* **Task 1**
Answer these questions about the passage on the FBI informant Emad Salem:
(a) Which landmarks did the plotters want to destroy at the same time?
(b) Where did the plotters mix the chemicals for a bomb?
(c) When did the bureau end Salem's employment?
* **Task 2**
In the passage on the FBI informant Emad Salem, what is the text from "Nor did Rahman's" down to "McCarthy's relentless prosecution."? Print it word for word.

* **Text under study**
Nor did Rahman's jihadists stop there. They soon began plotting yet another, more devastating, attack. This time they wanted to simultaneously destroy several landmarks in the New York area, including the United Nations building and the Holland and Lincoln tunnels. That plot never got off the ground because of a well-placed FBI informant named Emad Salem. Rahman's followers thought the Egyptian Salem was a committed jihadist who could provide them with invaluable explosives expertise. Instead, Salem led them down a path of misdirection: The plotters mixed the chemicals for a bomb in a Queens warehouse under Salem's (and the FBI's) watchful eye. Once a critical mass of evidence was collected, Rahman and his minions were rounded up, thereby short-circuiting their bomb making, and convicted as a result of McCarthy's relentless prosecution.

But as McCarthy reveals, even this success has a troublesome back story. The FBI first recruited Salem to serve as a mole prior to the World Trade Center bombing. Skittish agents, who mishandled Salem from the first, alternated between fears that they could not corroborate his testimony and that Salem's fellow plotters would be successful despite Salem's meddling. In the latter case, the FBI would have known about a plot that it failed to stop--a surefire recipe for public scorn. The bureau, therefore, decided to end Salem's employment several months before the World Trade Center bomb was detonated.

* **Extracted records**
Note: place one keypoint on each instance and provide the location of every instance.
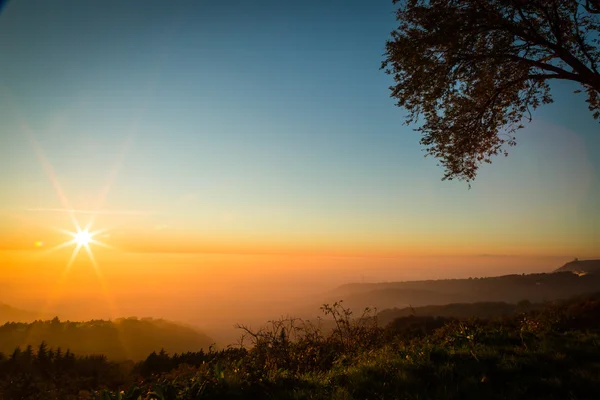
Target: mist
(216, 291)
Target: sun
(83, 238)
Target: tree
(473, 70)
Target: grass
(548, 354)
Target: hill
(509, 288)
(121, 339)
(484, 310)
(12, 314)
(581, 267)
(551, 353)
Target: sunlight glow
(83, 237)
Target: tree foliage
(473, 70)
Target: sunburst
(81, 238)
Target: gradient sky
(260, 127)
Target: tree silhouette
(473, 70)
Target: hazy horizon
(241, 160)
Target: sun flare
(83, 238)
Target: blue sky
(268, 120)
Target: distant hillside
(509, 288)
(122, 339)
(581, 267)
(483, 310)
(12, 314)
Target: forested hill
(509, 288)
(581, 267)
(12, 314)
(122, 339)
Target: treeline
(536, 288)
(46, 372)
(548, 353)
(121, 339)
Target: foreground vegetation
(553, 353)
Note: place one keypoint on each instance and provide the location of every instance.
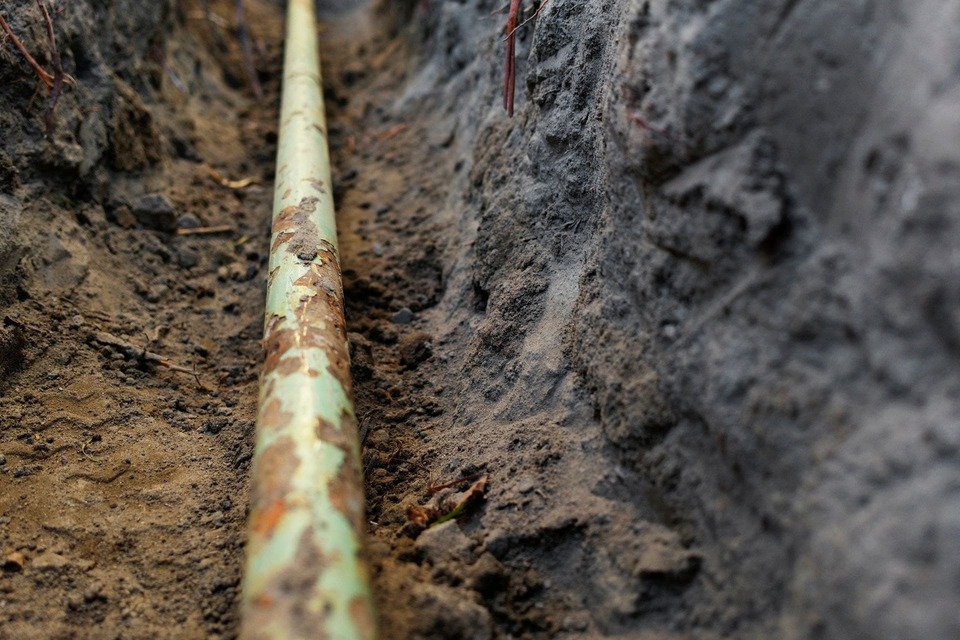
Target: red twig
(247, 51)
(42, 73)
(510, 78)
(527, 21)
(58, 75)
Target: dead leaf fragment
(226, 182)
(448, 507)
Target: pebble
(187, 258)
(155, 211)
(404, 316)
(188, 221)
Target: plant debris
(446, 507)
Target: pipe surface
(305, 574)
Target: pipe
(305, 574)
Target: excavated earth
(692, 311)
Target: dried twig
(132, 351)
(440, 487)
(198, 231)
(58, 75)
(247, 51)
(510, 77)
(45, 76)
(528, 20)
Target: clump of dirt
(122, 480)
(687, 315)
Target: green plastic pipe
(305, 573)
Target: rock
(188, 221)
(155, 211)
(50, 561)
(187, 258)
(404, 316)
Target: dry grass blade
(58, 74)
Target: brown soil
(690, 312)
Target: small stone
(188, 221)
(156, 292)
(187, 258)
(404, 316)
(155, 211)
(125, 217)
(50, 561)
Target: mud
(691, 312)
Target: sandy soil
(690, 311)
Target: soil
(691, 312)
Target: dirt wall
(712, 260)
(692, 310)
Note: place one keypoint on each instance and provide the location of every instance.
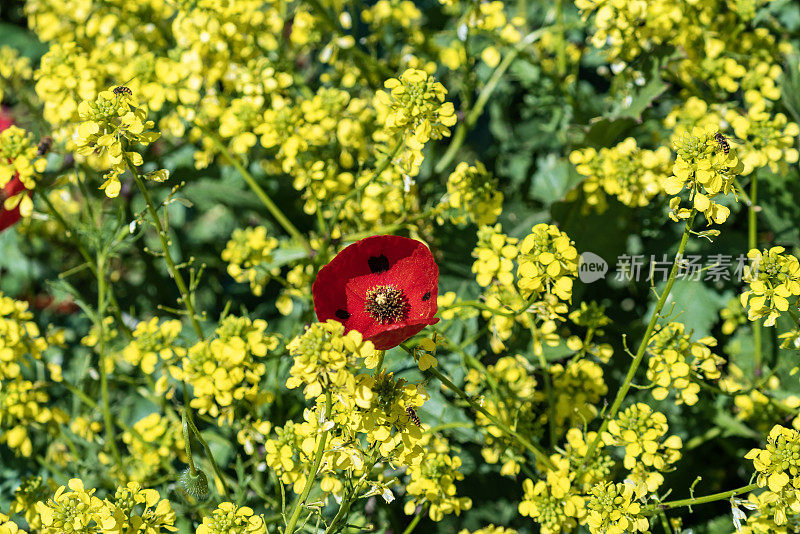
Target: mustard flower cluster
(552, 503)
(707, 170)
(547, 262)
(16, 72)
(678, 364)
(494, 257)
(491, 529)
(153, 442)
(578, 386)
(19, 159)
(508, 392)
(729, 55)
(630, 174)
(292, 448)
(473, 192)
(591, 317)
(773, 278)
(110, 123)
(247, 254)
(20, 338)
(226, 371)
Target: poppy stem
(273, 208)
(540, 454)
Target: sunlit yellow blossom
(111, 123)
(706, 170)
(473, 191)
(548, 262)
(415, 106)
(774, 278)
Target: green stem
(108, 420)
(188, 443)
(752, 242)
(548, 388)
(537, 452)
(73, 236)
(637, 359)
(273, 208)
(186, 298)
(483, 99)
(724, 495)
(410, 528)
(298, 505)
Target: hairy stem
(537, 451)
(186, 298)
(483, 99)
(262, 195)
(752, 242)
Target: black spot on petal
(378, 264)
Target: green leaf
(553, 179)
(694, 304)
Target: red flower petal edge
(383, 286)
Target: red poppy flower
(383, 286)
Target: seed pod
(195, 485)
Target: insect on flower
(383, 286)
(412, 414)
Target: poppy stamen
(386, 304)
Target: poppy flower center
(386, 304)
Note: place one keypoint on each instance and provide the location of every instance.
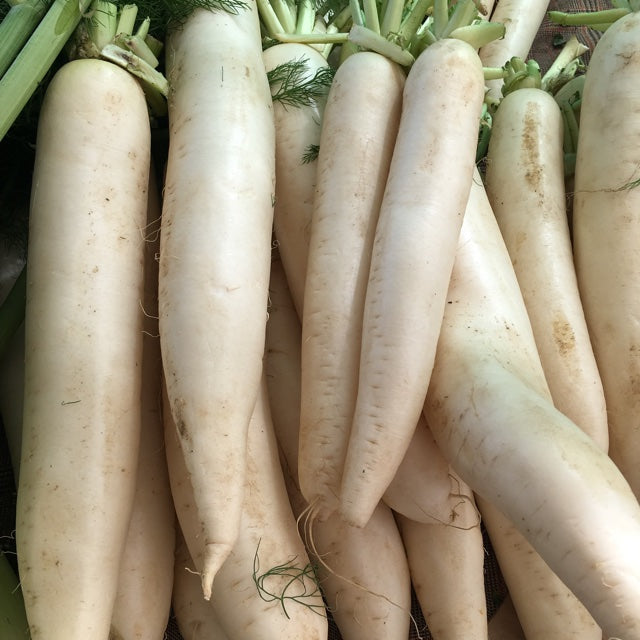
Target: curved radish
(606, 231)
(425, 488)
(368, 599)
(413, 253)
(525, 185)
(544, 605)
(491, 413)
(83, 348)
(143, 600)
(358, 133)
(266, 587)
(215, 251)
(297, 130)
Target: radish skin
(268, 536)
(214, 256)
(425, 483)
(606, 231)
(194, 616)
(358, 133)
(143, 601)
(544, 605)
(297, 129)
(83, 348)
(491, 413)
(368, 600)
(525, 186)
(413, 253)
(446, 561)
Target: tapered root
(215, 553)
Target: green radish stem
(28, 69)
(16, 28)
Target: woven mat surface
(543, 51)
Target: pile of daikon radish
(290, 374)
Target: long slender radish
(143, 601)
(546, 608)
(490, 411)
(606, 229)
(413, 253)
(425, 488)
(83, 348)
(297, 132)
(525, 186)
(359, 129)
(266, 588)
(368, 599)
(214, 256)
(521, 20)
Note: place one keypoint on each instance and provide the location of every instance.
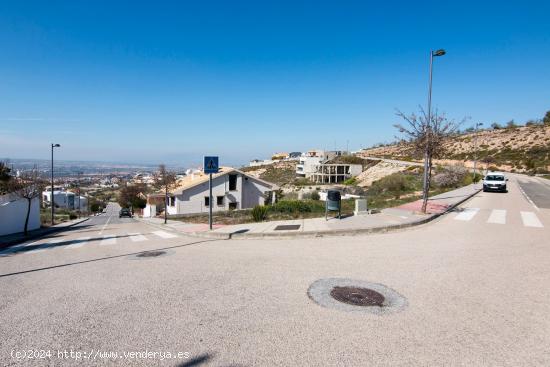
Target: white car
(494, 181)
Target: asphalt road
(476, 282)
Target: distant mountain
(521, 149)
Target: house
(231, 189)
(316, 165)
(13, 212)
(64, 199)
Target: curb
(45, 232)
(331, 232)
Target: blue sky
(170, 81)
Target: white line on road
(79, 242)
(108, 240)
(527, 196)
(497, 216)
(105, 225)
(530, 219)
(137, 237)
(467, 214)
(163, 234)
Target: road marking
(137, 237)
(79, 242)
(163, 234)
(527, 196)
(467, 214)
(43, 247)
(530, 219)
(105, 225)
(108, 240)
(497, 216)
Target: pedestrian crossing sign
(211, 164)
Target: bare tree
(164, 180)
(28, 186)
(427, 138)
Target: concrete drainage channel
(358, 296)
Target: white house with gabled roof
(231, 189)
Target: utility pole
(52, 204)
(477, 125)
(427, 133)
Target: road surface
(476, 282)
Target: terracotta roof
(198, 178)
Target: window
(232, 182)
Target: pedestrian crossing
(500, 216)
(80, 242)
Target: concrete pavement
(476, 287)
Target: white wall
(13, 212)
(248, 193)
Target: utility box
(360, 207)
(333, 203)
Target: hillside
(521, 149)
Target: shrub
(451, 177)
(259, 213)
(350, 181)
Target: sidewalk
(392, 218)
(15, 238)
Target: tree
(428, 138)
(164, 180)
(28, 186)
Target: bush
(259, 213)
(451, 177)
(350, 181)
(315, 195)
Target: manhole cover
(151, 254)
(353, 295)
(287, 227)
(357, 296)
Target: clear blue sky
(171, 81)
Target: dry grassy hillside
(522, 149)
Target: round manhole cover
(357, 296)
(151, 254)
(353, 295)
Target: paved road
(476, 282)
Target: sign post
(211, 166)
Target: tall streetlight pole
(52, 196)
(477, 125)
(433, 54)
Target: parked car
(125, 212)
(495, 181)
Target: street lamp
(433, 54)
(52, 195)
(477, 125)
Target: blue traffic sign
(211, 164)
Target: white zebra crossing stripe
(108, 240)
(79, 242)
(497, 216)
(467, 214)
(163, 234)
(530, 219)
(137, 237)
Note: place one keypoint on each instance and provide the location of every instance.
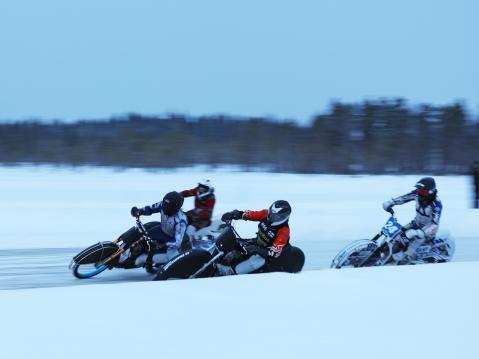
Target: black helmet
(172, 203)
(426, 190)
(205, 189)
(279, 212)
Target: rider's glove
(388, 205)
(412, 234)
(136, 212)
(228, 216)
(254, 249)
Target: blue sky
(284, 59)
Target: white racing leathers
(172, 231)
(426, 223)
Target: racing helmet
(172, 203)
(205, 188)
(426, 190)
(278, 212)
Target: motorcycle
(228, 248)
(381, 248)
(121, 253)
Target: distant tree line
(370, 137)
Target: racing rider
(169, 232)
(425, 225)
(200, 216)
(272, 237)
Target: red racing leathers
(200, 216)
(275, 238)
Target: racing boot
(224, 270)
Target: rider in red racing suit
(272, 237)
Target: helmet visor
(202, 189)
(277, 217)
(422, 192)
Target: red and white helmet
(205, 189)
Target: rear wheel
(355, 254)
(186, 264)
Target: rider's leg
(251, 264)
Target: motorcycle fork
(117, 253)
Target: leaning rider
(425, 225)
(272, 237)
(200, 216)
(169, 232)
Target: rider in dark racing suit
(200, 216)
(425, 225)
(271, 240)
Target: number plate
(391, 228)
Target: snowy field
(427, 311)
(50, 208)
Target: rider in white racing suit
(425, 225)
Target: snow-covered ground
(43, 207)
(427, 311)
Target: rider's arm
(408, 197)
(255, 215)
(189, 192)
(206, 210)
(280, 242)
(180, 229)
(431, 228)
(154, 208)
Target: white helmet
(205, 188)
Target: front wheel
(86, 264)
(84, 271)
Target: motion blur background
(304, 86)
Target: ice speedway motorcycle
(227, 248)
(379, 250)
(122, 252)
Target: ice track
(48, 267)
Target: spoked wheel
(83, 271)
(355, 254)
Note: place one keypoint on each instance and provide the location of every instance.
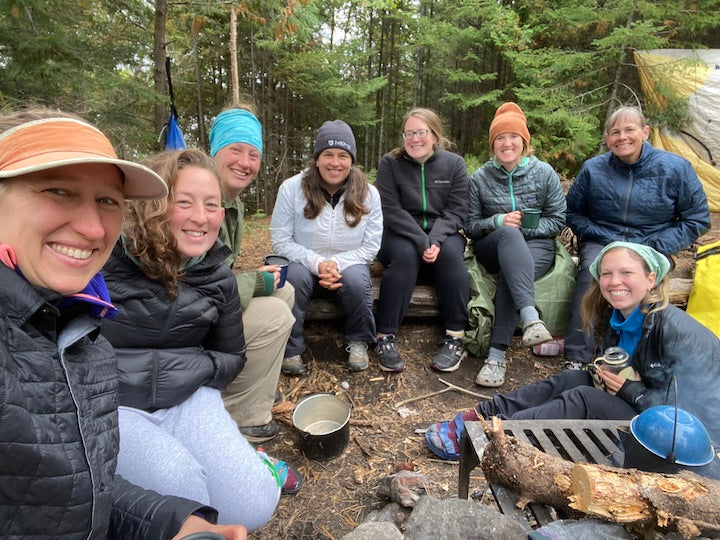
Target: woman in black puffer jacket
(179, 340)
(61, 194)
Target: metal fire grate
(580, 441)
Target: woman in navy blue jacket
(629, 295)
(633, 193)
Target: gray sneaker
(387, 354)
(357, 358)
(451, 354)
(292, 365)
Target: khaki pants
(266, 324)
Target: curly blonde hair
(146, 228)
(594, 305)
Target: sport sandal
(535, 333)
(492, 374)
(443, 438)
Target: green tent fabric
(553, 296)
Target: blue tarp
(174, 139)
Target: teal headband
(657, 262)
(235, 126)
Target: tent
(694, 74)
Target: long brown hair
(433, 121)
(594, 304)
(356, 190)
(146, 229)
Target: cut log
(532, 475)
(685, 502)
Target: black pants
(518, 263)
(580, 345)
(403, 264)
(569, 394)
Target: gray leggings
(194, 450)
(518, 263)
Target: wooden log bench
(424, 300)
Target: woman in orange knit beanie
(517, 207)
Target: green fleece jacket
(251, 283)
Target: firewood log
(685, 501)
(532, 475)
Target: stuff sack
(553, 296)
(704, 301)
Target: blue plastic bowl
(653, 428)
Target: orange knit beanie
(509, 118)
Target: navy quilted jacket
(167, 349)
(58, 428)
(657, 201)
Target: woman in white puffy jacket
(328, 222)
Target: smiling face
(238, 165)
(625, 139)
(417, 147)
(62, 223)
(334, 166)
(508, 149)
(195, 211)
(624, 280)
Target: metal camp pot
(323, 425)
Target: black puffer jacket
(167, 349)
(58, 428)
(424, 202)
(673, 343)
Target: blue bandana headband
(235, 126)
(657, 262)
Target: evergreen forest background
(301, 62)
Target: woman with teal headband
(236, 146)
(630, 297)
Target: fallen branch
(464, 391)
(424, 396)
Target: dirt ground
(384, 435)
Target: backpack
(704, 301)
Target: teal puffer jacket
(531, 184)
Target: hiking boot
(450, 355)
(535, 333)
(387, 354)
(357, 358)
(262, 433)
(292, 365)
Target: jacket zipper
(422, 184)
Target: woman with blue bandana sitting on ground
(328, 223)
(179, 341)
(630, 296)
(236, 145)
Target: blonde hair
(634, 114)
(594, 304)
(146, 229)
(433, 122)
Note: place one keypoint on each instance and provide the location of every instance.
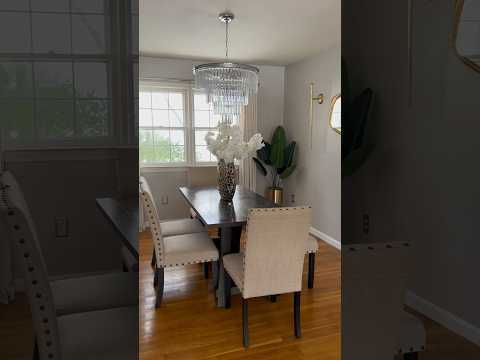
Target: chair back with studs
(14, 209)
(275, 250)
(151, 214)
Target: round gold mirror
(466, 32)
(336, 113)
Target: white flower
(227, 144)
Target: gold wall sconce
(319, 100)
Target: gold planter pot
(275, 195)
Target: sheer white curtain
(248, 122)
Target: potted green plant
(278, 156)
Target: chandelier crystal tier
(227, 85)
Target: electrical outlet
(366, 224)
(61, 227)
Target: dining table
(229, 217)
(123, 214)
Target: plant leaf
(260, 166)
(264, 153)
(287, 172)
(277, 153)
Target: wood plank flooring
(190, 326)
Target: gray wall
(424, 170)
(317, 179)
(443, 168)
(65, 184)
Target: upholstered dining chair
(176, 250)
(174, 227)
(272, 261)
(103, 334)
(77, 294)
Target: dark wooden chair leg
(153, 262)
(155, 278)
(410, 356)
(311, 270)
(160, 285)
(246, 340)
(296, 314)
(215, 270)
(205, 270)
(36, 355)
(228, 291)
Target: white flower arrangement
(228, 145)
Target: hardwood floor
(190, 326)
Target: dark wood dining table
(123, 215)
(228, 217)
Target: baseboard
(443, 317)
(326, 238)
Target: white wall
(316, 182)
(270, 115)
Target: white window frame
(189, 127)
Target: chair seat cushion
(180, 227)
(412, 334)
(90, 293)
(189, 249)
(233, 264)
(312, 245)
(100, 335)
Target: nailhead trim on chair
(241, 286)
(154, 229)
(4, 204)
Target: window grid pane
(204, 120)
(162, 126)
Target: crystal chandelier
(227, 85)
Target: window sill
(174, 167)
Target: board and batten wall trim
(326, 238)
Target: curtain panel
(248, 123)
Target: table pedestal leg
(229, 243)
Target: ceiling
(276, 32)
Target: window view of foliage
(61, 112)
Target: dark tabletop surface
(205, 201)
(123, 214)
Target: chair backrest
(151, 214)
(275, 250)
(374, 276)
(14, 209)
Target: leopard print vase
(226, 180)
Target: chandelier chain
(226, 39)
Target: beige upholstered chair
(79, 294)
(272, 262)
(373, 291)
(189, 248)
(104, 334)
(174, 227)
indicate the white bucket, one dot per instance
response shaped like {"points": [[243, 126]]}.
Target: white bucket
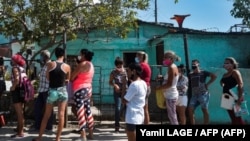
{"points": [[227, 101]]}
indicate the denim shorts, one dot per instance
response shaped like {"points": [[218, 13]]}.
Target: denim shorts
{"points": [[200, 99], [57, 95]]}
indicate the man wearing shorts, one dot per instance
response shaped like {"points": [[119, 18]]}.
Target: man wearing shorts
{"points": [[200, 93]]}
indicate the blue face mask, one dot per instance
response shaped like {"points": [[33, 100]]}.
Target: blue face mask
{"points": [[137, 60]]}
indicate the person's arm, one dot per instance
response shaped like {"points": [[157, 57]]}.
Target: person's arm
{"points": [[212, 79], [169, 79], [237, 75], [49, 67], [75, 72]]}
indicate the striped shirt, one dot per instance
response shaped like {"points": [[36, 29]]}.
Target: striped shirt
{"points": [[43, 82]]}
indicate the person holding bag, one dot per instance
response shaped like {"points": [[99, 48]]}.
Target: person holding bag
{"points": [[18, 71], [229, 80]]}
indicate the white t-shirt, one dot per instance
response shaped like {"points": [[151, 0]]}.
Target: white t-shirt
{"points": [[136, 95]]}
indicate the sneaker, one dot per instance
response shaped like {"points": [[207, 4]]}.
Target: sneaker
{"points": [[17, 136], [76, 131], [117, 129]]}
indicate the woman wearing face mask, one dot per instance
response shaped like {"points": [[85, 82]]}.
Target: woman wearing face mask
{"points": [[118, 79], [171, 93], [229, 80], [142, 59], [182, 87], [81, 78], [134, 100]]}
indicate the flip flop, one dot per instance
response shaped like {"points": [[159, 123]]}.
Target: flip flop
{"points": [[17, 136]]}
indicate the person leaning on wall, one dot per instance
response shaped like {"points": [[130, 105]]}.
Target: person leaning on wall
{"points": [[170, 85], [142, 59], [2, 74], [182, 87], [232, 78], [17, 73], [200, 93], [118, 79]]}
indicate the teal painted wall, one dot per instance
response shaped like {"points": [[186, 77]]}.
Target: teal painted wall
{"points": [[209, 48]]}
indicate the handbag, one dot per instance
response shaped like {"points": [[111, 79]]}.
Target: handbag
{"points": [[227, 101], [160, 99]]}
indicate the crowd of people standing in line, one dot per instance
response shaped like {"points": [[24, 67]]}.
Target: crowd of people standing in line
{"points": [[131, 89]]}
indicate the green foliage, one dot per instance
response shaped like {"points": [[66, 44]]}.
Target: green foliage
{"points": [[241, 10], [32, 20]]}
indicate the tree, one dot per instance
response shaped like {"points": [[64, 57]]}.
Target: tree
{"points": [[34, 21], [241, 9]]}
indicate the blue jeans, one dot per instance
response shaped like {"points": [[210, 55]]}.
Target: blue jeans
{"points": [[118, 102], [39, 111]]}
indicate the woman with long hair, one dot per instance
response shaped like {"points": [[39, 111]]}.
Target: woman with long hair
{"points": [[81, 79]]}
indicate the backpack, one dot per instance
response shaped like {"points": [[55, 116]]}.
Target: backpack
{"points": [[26, 88]]}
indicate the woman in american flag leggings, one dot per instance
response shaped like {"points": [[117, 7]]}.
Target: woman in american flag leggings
{"points": [[84, 114]]}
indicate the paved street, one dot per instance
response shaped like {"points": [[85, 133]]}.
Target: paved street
{"points": [[102, 132]]}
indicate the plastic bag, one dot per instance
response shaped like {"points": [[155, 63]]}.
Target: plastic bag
{"points": [[241, 110], [160, 99]]}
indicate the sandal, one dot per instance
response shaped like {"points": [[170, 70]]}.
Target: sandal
{"points": [[35, 139], [17, 136]]}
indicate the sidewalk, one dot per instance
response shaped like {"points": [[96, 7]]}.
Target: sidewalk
{"points": [[103, 131]]}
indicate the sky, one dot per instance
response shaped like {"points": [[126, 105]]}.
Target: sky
{"points": [[209, 15]]}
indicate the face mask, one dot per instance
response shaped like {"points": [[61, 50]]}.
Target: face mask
{"points": [[11, 63], [166, 62], [79, 57], [227, 66], [119, 69], [194, 67], [132, 76], [41, 59], [137, 60]]}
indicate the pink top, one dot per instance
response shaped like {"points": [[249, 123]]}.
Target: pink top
{"points": [[146, 73], [84, 79]]}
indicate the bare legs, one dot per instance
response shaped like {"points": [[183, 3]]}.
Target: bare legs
{"points": [[181, 111], [47, 114], [20, 118]]}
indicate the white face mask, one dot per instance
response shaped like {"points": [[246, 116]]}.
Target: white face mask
{"points": [[79, 57]]}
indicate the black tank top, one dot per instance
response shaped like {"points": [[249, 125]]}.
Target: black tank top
{"points": [[57, 76], [229, 83]]}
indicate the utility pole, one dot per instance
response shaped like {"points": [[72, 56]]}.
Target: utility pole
{"points": [[156, 12]]}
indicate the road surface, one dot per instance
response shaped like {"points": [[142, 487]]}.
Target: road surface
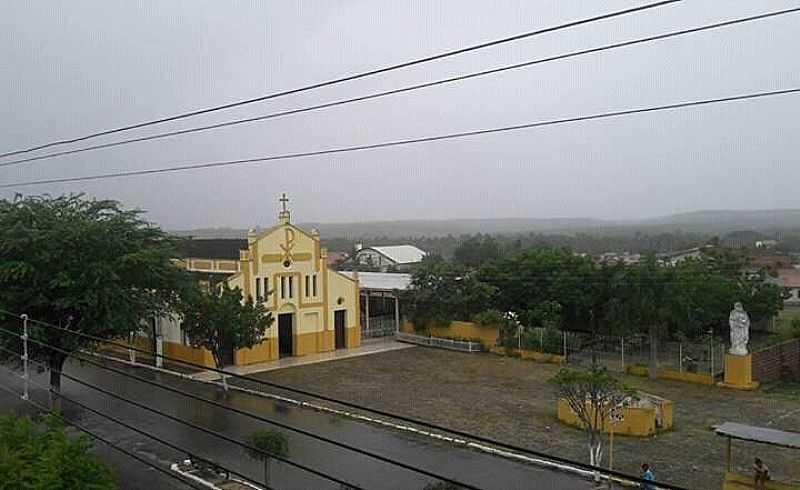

* **Task answer 1**
(a) Several landmarks in the New York area, including the United Nations building and the Holland and Lincoln tunnels.
(b) In a Queens warehouse.
(c) Several months before the World Trade Center bomb was detonated.

* **Task answer 2**
Nor did Rahman's jihadists stop there. They soon began plotting yet another, more devastating, attack. This time they wanted to simultaneously destroy several landmarks in the New York area, including the United Nations building and the Holland and Lincoln tunnels. That plot never got off the ground because of a well-placed FBI informant named Emad Salem. Rahman's followers thought the Egyptian Salem was a committed jihadist who could provide them with invaluable explosives expertise. Instead, Salem led them down a path of misdirection: The plotters mixed the chemicals for a bomb in a Queens warehouse under Salem's (and the FBI's) watchful eye. Once a critical mass of evidence was collected, Rahman and his minions were rounded up, thereby short-circuiting their bomb making, and convicted as a result of McCarthy's relentless prosecution.